__EXERCISE INSTRUCTIONS__. Write out the full set of records exactly. Any pictures in them do not belong in the copy.

(Records of labeled boxes)
>>
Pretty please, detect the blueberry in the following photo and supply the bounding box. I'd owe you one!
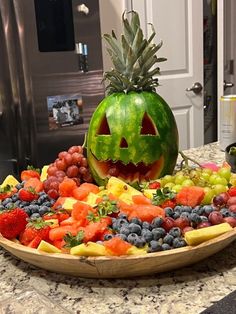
[182,206,193,213]
[130,217,143,226]
[152,228,166,240]
[104,233,113,241]
[192,205,204,216]
[113,218,129,230]
[142,221,152,230]
[203,205,214,215]
[134,237,146,248]
[180,212,190,218]
[151,217,163,228]
[161,243,171,251]
[220,207,231,217]
[42,201,51,207]
[174,205,183,213]
[127,233,139,245]
[163,234,174,245]
[141,229,153,243]
[148,240,162,253]
[188,213,202,225]
[172,212,180,219]
[30,213,40,220]
[120,226,130,236]
[15,182,24,190]
[200,216,208,222]
[118,213,128,220]
[11,194,18,202]
[164,207,173,217]
[173,238,187,248]
[169,227,181,238]
[115,233,127,241]
[5,202,14,209]
[38,206,50,216]
[29,205,40,214]
[2,197,12,206]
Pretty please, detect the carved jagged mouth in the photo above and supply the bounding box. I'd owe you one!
[89,154,164,182]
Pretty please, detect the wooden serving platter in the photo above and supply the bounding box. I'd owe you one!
[0,228,236,278]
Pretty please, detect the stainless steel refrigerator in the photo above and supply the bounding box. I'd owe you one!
[0,0,104,183]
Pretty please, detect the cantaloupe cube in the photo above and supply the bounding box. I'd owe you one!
[37,240,61,253]
[184,222,233,245]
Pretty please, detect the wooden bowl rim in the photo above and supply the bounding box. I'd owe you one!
[0,227,236,261]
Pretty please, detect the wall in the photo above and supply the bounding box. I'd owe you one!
[99,0,130,71]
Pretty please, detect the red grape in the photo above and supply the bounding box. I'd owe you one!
[66,165,79,178]
[58,151,68,159]
[227,196,236,206]
[224,217,236,228]
[175,217,190,230]
[208,210,224,225]
[161,217,175,231]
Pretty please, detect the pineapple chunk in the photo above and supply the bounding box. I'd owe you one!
[143,189,156,200]
[184,222,233,245]
[37,240,61,253]
[107,177,142,203]
[40,166,49,182]
[0,175,20,188]
[70,242,107,256]
[62,197,78,211]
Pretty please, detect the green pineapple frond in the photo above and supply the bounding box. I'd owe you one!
[104,11,166,94]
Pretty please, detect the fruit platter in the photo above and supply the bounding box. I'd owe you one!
[0,11,236,278]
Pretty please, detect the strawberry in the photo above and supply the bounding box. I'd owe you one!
[228,186,236,197]
[148,181,161,190]
[20,218,51,247]
[0,184,17,200]
[0,208,29,239]
[20,166,40,181]
[43,209,70,222]
[18,188,39,202]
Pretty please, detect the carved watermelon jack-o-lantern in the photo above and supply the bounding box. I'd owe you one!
[87,11,178,185]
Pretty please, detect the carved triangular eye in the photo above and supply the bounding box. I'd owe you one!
[97,115,111,135]
[120,137,128,148]
[140,112,159,135]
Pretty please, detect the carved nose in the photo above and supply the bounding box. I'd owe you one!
[120,137,128,148]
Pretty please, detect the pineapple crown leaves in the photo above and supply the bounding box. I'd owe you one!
[103,11,166,94]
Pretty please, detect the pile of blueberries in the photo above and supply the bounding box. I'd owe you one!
[104,214,187,253]
[0,182,55,219]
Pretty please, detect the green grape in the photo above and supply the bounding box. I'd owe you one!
[182,179,194,186]
[201,187,215,205]
[171,184,183,193]
[202,168,213,176]
[214,176,228,185]
[209,173,218,185]
[200,172,211,181]
[175,174,187,184]
[164,182,175,190]
[161,174,174,187]
[212,184,228,195]
[217,167,231,182]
<<
__RESPONSE TO THE EXERCISE__.
Pretty please, detect the blueberry in the following photo and supply the bounding box. I'd owe you one!
[182,206,193,213]
[130,217,143,226]
[152,228,166,240]
[104,233,113,241]
[192,205,204,216]
[113,218,129,230]
[142,221,152,230]
[203,205,214,215]
[134,237,146,248]
[180,212,190,218]
[151,217,163,228]
[161,243,171,251]
[220,207,231,217]
[42,201,51,207]
[174,205,183,213]
[127,233,139,245]
[163,234,174,245]
[141,229,153,243]
[148,240,162,253]
[188,213,202,225]
[172,212,180,219]
[30,213,40,220]
[120,226,130,236]
[15,182,24,190]
[200,216,208,222]
[118,213,128,220]
[11,194,18,202]
[164,207,173,217]
[173,238,187,248]
[169,227,181,238]
[115,233,127,241]
[5,202,14,209]
[38,206,50,216]
[29,205,40,214]
[2,197,12,206]
Pretty please, detect the carved jagged mouth in the photo above and supply the bounding box. I'd owe you one!
[89,154,164,182]
Pretty please, detect the wooden serving platter in the photo above and supply the bounding box. I'd owe you one!
[0,228,236,278]
Pretty please, detect the stainless steel refrigerator in the photo above and supply the bounding box. I'd owe you one!
[0,0,104,183]
Pretty please, detect the cantaloupe cube in the photo above and supply the bounding box. I'd owe you one!
[37,240,61,253]
[184,222,233,245]
Pretty please, detect the wooden bowl rim in the photo above and supply the bounding box. I'd owe you one!
[0,227,236,261]
Pretty please, detect the wall in the photo above and supply the bounding box. I'd owe you one!
[99,0,130,71]
Pretty please, detect the red grape in the photo above and supply the bounding box. I'd owe you one!
[66,165,79,178]
[58,151,68,159]
[227,196,236,206]
[224,217,236,228]
[175,217,190,230]
[208,210,224,225]
[161,217,175,231]
Pretty please, detect the pineapple chunk in the photo above and supply the bounding box. I'd owe you one!
[143,189,156,200]
[184,222,233,245]
[37,240,61,253]
[107,177,142,203]
[40,166,49,182]
[0,175,20,188]
[70,242,107,256]
[62,197,78,211]
Pretty please, detect the green pineapple frond in the photo above and supply the bounding box. I'd owe you one!
[104,11,166,94]
Pretty please, detect the fruit platter in the photo above and supply the bounding box. I'd owe you one!
[0,11,236,278]
Pretty please, detect the strawberry in the photo above and supply the bounding box. I'd owe you one!
[228,186,236,197]
[148,181,161,190]
[20,218,51,247]
[0,184,17,200]
[0,208,29,239]
[20,166,40,181]
[43,209,70,222]
[18,188,39,202]
Pretty please, detect the carved watermelon jack-o-lantern in the photo above and supply the bounding box. I'd owe you one!
[87,11,178,185]
Pretty please, detect the carved triangular eye in the photo above and supply the bounding box. I'd owe you one!
[97,115,111,135]
[120,137,128,148]
[140,112,159,135]
Pretty please, detect the carved nose in the photo above and supply the bounding box. I'd owe you one!
[120,137,128,148]
Pretty please, detect the pineapple crown leaves in the photo above and supply the bounding box. I'd owe you one!
[103,11,166,94]
Pretty please, detect the pile of blueberries in the photo above and supply the bounding box. I'd owe you one!
[104,214,187,253]
[0,182,55,219]
Pretty please, detect the green grape in the photo above and supply the bounding box. I'd owe you one!
[182,179,194,186]
[201,187,215,205]
[171,184,183,193]
[202,168,213,176]
[214,176,228,185]
[209,173,218,185]
[200,172,211,181]
[175,174,187,184]
[164,182,175,190]
[161,174,174,187]
[212,184,228,195]
[217,167,231,182]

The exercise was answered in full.